Text(0.5, 1.0, 'Debt-to-Income Ratio on Loan Status')

Insights: From the purpose column, we see that most of the loans that were charged off were used to make debt consolidation. Therefore, debt consolidation may have been a significant factor when a loan is charged off. Another insight we obtain from the debt-to-income ratio is that the charged off loans have higher dti ratio

Number of Credit Accounts and Number of Public Records

fig = plt.figure(figsize=(9, 4))
ax1 = fig.add_subplot(121)
filtered_open_account_threshold = loandata['open_acc'].quantile(0.98)
filtered_open_account = loandata[loandata['open_acc']
                                 <= filtered_open_account_threshold]
filtered_open_account[filtered_open_account['loan_status'] == 'Fully Paid']['open_acc'].hist(
    alpha=0.5, color='green', bins=30,label='Fully Paid' ,ax=ax1
)

- **WORK TO DO**:
1. In the loan analysis excerpt, what purpose were most of the charged-off loans used for?
2. Write the next part of the loan analysis excerpt, picking up after its final line.

- **EXTRACTED ENTRIES**:
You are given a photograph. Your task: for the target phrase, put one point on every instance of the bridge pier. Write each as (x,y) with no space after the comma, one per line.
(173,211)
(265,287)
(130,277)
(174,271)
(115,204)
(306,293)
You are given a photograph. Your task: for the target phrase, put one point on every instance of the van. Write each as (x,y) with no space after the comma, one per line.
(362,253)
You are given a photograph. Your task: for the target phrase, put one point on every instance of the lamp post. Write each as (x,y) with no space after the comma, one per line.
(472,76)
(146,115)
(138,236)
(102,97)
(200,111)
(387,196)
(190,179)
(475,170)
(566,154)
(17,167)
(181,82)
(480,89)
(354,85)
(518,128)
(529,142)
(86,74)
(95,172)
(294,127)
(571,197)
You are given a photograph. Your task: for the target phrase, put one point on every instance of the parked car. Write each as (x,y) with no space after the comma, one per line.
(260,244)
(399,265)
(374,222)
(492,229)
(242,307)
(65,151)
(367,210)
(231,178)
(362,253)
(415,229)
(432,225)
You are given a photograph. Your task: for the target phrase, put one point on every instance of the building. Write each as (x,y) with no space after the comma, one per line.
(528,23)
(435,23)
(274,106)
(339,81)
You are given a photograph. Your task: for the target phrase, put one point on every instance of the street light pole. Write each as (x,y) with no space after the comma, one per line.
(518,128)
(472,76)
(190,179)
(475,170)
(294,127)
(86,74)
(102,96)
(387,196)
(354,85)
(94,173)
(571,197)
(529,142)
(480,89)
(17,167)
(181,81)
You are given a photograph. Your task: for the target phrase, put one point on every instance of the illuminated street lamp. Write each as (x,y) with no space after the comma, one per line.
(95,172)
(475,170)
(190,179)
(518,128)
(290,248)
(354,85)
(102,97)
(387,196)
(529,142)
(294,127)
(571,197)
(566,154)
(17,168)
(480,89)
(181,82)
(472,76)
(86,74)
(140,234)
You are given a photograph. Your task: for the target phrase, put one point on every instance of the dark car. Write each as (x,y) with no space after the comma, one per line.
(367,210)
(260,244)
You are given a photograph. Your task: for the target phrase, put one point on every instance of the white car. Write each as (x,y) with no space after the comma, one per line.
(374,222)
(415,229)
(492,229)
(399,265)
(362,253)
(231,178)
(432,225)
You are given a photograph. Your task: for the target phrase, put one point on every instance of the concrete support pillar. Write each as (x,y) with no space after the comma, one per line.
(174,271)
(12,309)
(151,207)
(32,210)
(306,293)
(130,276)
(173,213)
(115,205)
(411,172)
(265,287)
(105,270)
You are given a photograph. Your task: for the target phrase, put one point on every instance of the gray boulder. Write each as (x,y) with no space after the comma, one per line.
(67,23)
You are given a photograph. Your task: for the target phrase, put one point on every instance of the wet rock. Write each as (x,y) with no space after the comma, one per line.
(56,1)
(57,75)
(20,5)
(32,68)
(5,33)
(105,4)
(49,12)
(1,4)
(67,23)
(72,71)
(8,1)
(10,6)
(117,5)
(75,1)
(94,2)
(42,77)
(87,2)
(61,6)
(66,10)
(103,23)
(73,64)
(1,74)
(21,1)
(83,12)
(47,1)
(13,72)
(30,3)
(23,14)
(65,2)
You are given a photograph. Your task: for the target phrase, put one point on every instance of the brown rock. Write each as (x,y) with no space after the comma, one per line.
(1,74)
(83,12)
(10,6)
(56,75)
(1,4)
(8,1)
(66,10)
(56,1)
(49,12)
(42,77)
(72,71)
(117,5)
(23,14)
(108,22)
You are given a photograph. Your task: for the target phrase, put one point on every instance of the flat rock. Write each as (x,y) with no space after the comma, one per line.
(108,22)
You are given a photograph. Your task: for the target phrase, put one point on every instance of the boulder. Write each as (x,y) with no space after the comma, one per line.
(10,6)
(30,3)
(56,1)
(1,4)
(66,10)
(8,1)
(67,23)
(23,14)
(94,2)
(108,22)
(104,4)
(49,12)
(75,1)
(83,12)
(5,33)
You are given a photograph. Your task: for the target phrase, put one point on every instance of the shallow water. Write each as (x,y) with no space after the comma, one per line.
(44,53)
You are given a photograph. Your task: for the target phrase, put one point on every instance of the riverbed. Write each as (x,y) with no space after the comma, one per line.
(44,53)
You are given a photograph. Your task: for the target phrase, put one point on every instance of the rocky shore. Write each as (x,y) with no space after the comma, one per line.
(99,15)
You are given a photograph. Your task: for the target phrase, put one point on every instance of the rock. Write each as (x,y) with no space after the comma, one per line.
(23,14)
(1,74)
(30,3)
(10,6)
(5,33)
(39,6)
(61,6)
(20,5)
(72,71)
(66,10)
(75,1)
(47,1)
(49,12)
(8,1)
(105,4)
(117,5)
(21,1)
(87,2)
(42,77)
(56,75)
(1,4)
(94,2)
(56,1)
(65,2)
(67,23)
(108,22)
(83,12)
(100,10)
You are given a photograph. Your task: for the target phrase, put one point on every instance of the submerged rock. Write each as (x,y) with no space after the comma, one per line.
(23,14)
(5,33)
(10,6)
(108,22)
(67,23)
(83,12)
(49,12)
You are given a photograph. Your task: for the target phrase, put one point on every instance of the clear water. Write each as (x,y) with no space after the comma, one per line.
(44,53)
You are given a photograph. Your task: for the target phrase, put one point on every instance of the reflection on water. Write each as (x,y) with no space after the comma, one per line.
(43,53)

- **ANSWERS FOR THE TASKS**:
1. Debt consolidation.

2.
filtered_open_account[filtered_open_account['loan_status'] == 'Charged Off']['open_acc'].hist(
    alpha=0.5, color='red', bins=30,label='Charged Off' ,ax=ax1
)
ax1.set_xlabel('Number of opened credit acc.')
ax1.legend()
ax1.set_title('Number of open credit accounts and Loan Status')

loandata['pub_rec_group'] = pd.cut(
    loandata['pub_rec'], bins=[-1, 0, 1, 3, loandata['pub_rec'].max()],
    labels=['0', '1', '2-3', '4+']
)
loan_status_by_pub_rec = loandata.groupby(
    ['pub_rec_group', 'loan_status'], observed=False
).size().unstack()

ax2 = fig.add_subplot(122)
loan_status_by_pub_rec.plot(
    kind='bar', stacked=False, edgecolor='black',
    color=['#1f77b4', '#ff7f0e'], ax=ax2
)
ax2.set_title('Public Records and Loan Status')
ax2.set_xlabel('Public Records')
ax2.set_xticklabels(ax2.get_xticklabels(), rotation=0)

sns.boxplot(
    y='open_acc', x='loan_status',
    hue='loan_status',
    data=filtered_open_account
)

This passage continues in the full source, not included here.